= What this task involves =
Set down exactly the lines that run from the line with "task | put a dot on every instance of the beige" to the end of the data, and nothing else.

=======

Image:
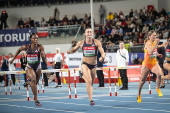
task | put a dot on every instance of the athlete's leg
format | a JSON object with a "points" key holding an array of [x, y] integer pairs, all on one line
{"points": [[38, 74], [167, 67], [31, 74], [144, 73], [88, 79], [158, 71]]}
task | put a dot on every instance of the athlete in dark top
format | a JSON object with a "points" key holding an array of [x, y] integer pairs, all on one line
{"points": [[89, 61], [33, 69], [166, 64]]}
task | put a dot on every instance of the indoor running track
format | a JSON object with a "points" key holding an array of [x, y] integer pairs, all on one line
{"points": [[56, 100]]}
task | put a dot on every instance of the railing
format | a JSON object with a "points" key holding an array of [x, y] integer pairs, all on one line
{"points": [[16, 3], [131, 49], [59, 31]]}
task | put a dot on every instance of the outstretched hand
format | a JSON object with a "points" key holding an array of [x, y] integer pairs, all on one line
{"points": [[160, 55], [11, 61], [68, 52], [101, 59]]}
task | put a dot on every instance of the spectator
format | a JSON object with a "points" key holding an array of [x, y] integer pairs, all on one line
{"points": [[43, 22], [44, 67], [31, 22], [122, 57], [131, 13], [4, 16], [74, 19], [57, 61], [12, 68], [56, 13], [110, 16], [20, 22], [23, 61], [100, 74], [65, 19], [4, 67], [102, 14]]}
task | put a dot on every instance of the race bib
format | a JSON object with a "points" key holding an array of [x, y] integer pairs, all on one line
{"points": [[168, 53], [89, 51], [154, 54], [32, 58]]}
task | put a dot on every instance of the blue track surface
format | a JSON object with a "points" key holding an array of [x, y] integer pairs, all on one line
{"points": [[56, 100]]}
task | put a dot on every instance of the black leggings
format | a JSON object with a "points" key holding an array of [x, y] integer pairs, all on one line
{"points": [[58, 66]]}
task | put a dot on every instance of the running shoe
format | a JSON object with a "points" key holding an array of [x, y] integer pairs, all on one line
{"points": [[92, 103], [139, 99], [37, 103], [159, 92]]}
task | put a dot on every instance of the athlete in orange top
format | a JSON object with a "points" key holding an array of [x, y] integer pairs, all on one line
{"points": [[166, 64], [150, 63]]}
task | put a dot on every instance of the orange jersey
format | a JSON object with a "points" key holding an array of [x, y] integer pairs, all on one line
{"points": [[150, 59]]}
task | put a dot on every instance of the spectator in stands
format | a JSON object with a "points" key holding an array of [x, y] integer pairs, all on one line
{"points": [[163, 12], [23, 61], [58, 60], [43, 22], [44, 67], [12, 68], [122, 58], [85, 17], [100, 74], [102, 14], [141, 13], [162, 18], [20, 22], [114, 31], [121, 15], [110, 16], [165, 34], [145, 28], [56, 13], [65, 19], [136, 14], [131, 13], [3, 18], [31, 22], [54, 21], [74, 19], [120, 30], [154, 13]]}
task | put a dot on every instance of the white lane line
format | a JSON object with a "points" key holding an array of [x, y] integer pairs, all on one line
{"points": [[5, 98], [42, 108], [136, 102], [109, 106]]}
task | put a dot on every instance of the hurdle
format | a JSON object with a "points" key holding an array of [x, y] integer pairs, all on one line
{"points": [[69, 78]]}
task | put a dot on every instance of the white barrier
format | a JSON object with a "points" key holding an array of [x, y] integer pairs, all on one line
{"points": [[74, 75]]}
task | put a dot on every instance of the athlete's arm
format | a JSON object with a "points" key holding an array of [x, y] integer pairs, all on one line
{"points": [[99, 45], [23, 47], [162, 45], [42, 53], [151, 48], [73, 50]]}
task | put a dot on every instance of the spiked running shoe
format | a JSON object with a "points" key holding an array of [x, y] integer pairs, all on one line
{"points": [[37, 103], [159, 92], [139, 99], [92, 103]]}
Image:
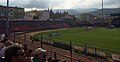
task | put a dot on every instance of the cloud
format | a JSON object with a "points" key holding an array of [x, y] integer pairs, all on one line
{"points": [[38, 4], [64, 4]]}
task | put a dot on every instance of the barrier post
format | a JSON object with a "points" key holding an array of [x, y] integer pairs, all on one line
{"points": [[55, 57], [71, 50], [41, 42]]}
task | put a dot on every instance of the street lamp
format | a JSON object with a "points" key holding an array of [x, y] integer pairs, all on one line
{"points": [[102, 14], [7, 20], [102, 10]]}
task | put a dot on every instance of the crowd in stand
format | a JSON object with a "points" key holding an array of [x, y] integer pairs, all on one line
{"points": [[33, 25], [16, 52]]}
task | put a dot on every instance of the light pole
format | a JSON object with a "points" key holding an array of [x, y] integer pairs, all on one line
{"points": [[7, 20], [102, 13]]}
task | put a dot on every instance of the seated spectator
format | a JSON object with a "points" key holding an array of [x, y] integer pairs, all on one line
{"points": [[7, 43], [39, 55], [29, 53], [25, 48], [50, 59], [3, 43], [15, 53]]}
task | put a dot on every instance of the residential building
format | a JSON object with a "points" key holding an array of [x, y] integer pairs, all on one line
{"points": [[14, 13], [37, 15], [87, 17]]}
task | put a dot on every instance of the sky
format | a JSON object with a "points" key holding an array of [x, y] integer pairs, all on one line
{"points": [[62, 4]]}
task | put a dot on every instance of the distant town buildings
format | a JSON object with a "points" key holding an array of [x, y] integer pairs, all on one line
{"points": [[87, 17], [15, 13], [37, 15]]}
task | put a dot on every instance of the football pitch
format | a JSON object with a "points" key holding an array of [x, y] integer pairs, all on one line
{"points": [[99, 37]]}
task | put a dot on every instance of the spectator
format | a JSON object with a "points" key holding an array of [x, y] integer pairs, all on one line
{"points": [[25, 48], [3, 43], [29, 53], [39, 53], [50, 59], [7, 43], [15, 53]]}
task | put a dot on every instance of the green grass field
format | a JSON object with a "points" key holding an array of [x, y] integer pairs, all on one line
{"points": [[100, 37]]}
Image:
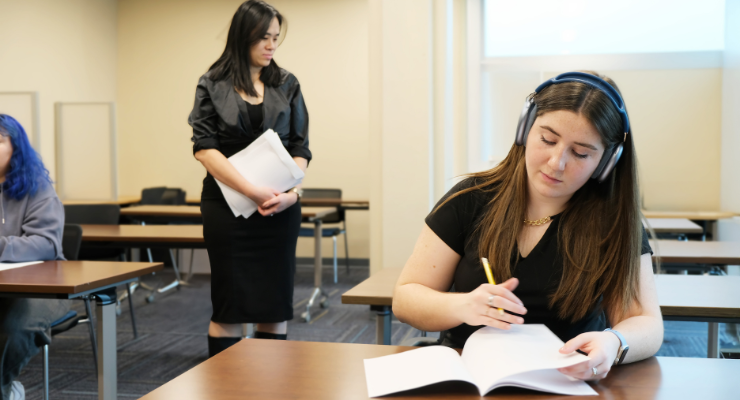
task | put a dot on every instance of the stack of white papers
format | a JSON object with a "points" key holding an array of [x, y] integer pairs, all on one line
{"points": [[265, 162], [526, 356]]}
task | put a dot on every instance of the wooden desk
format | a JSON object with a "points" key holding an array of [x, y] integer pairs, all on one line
{"points": [[72, 279], [191, 236], [377, 292], [673, 225], [692, 215], [706, 219], [346, 204], [694, 252], [264, 369], [121, 201], [711, 299]]}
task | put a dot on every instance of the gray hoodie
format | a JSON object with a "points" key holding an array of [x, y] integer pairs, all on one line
{"points": [[31, 228]]}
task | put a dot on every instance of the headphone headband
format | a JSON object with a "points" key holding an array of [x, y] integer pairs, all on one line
{"points": [[595, 82], [529, 114]]}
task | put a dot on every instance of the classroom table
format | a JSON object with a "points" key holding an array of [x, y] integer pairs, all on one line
{"points": [[706, 219], [72, 279], [703, 298], [272, 369], [673, 225], [695, 252], [191, 236], [122, 201], [711, 299], [125, 201]]}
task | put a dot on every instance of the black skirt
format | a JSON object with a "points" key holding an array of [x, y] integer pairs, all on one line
{"points": [[252, 263]]}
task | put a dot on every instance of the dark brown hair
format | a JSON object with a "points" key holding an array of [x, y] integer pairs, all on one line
{"points": [[599, 234], [249, 25]]}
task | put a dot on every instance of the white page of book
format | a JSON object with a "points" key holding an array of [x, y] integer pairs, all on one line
{"points": [[414, 369], [526, 356], [6, 266], [493, 356], [265, 162]]}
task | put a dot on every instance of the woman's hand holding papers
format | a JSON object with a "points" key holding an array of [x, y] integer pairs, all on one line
{"points": [[278, 203], [260, 194], [480, 307], [601, 348]]}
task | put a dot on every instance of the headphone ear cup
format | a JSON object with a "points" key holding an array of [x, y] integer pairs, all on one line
{"points": [[526, 120], [608, 162]]}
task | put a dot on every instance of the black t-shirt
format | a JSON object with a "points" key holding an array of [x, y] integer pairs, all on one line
{"points": [[539, 273]]}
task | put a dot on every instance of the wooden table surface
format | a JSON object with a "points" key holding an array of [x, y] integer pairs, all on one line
{"points": [[121, 201], [194, 211], [272, 369], [678, 295], [71, 277], [138, 233], [695, 252], [695, 215], [674, 225]]}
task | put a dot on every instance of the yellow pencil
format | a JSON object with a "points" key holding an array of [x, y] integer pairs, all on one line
{"points": [[489, 275]]}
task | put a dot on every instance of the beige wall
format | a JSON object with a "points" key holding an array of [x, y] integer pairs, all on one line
{"points": [[164, 46], [65, 50], [731, 110]]}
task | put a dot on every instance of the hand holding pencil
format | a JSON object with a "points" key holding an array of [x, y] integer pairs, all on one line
{"points": [[489, 302]]}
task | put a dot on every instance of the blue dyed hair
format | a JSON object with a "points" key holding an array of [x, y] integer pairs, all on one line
{"points": [[26, 172]]}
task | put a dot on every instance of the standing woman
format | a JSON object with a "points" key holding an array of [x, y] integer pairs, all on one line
{"points": [[31, 225], [243, 94], [559, 220]]}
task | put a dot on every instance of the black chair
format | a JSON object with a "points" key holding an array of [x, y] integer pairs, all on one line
{"points": [[335, 218], [71, 240], [94, 214], [67, 322], [163, 196]]}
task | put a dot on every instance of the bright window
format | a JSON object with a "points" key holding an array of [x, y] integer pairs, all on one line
{"points": [[520, 28]]}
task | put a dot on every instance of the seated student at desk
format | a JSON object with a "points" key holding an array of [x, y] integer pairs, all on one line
{"points": [[559, 221], [31, 225]]}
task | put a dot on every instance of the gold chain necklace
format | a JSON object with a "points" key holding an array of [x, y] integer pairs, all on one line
{"points": [[537, 222]]}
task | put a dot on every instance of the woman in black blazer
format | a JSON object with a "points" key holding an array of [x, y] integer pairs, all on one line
{"points": [[243, 94]]}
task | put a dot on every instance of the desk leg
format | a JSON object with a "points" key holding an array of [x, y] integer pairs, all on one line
{"points": [[318, 290], [713, 340], [383, 326], [106, 330]]}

=======

= Correct output =
task | put a dot on every instance of the beige wall
format | a JSON object with a "points" key holding an array of [x, y] integer pairs, all on one line
{"points": [[164, 46], [65, 50], [731, 110]]}
task | put a dot on every instance of the hand holding pencil
format | a JSON object with a "points" key holding an array of [x, y] integer pairs, all on one line
{"points": [[489, 302]]}
task | put a dot on every instance of the blue dyed hair
format | a JSON object with a "points" key holding an array of [x, y] integer pairs, all on one line
{"points": [[26, 172]]}
task | put a dot on every instance of the standing woman
format | a JSON object with a "points" key holding an array of [x, y] integer pairs, all on one line
{"points": [[31, 225], [243, 94], [559, 220]]}
task | put a dot on every instance of the black chair
format | a JSON object with a "points" key holding an array of [x, y] integer pairs, all on one line
{"points": [[335, 218], [71, 240], [94, 214], [67, 322], [163, 196]]}
task | put a dot on every instance of the bright window
format | a JSON object with a "points" key holding an array of [x, y] integer pairs, all on one line
{"points": [[520, 28]]}
task | put a dot on every instance of the seated student at desk
format | a JSON object with a "points" key holding an array of [x, y] integer pairs, all on one line
{"points": [[559, 221], [31, 225]]}
task | put a dot on every instance of the gold chain necklace
format | a JSON object with a "points" key holding an array of [x, y] integer pairs, all on one line
{"points": [[537, 222]]}
task | put a dot on every instance of the woman in black blazer
format | a JSON object with a "points" key holding an array of [x, y] integer pairs, all on one line
{"points": [[243, 94]]}
task | put a dot on every instance of the desk leg
format | a JSON object with a "points" key holding an array of [x, y] integer pairs, all on one line
{"points": [[318, 290], [713, 340], [383, 326], [106, 330]]}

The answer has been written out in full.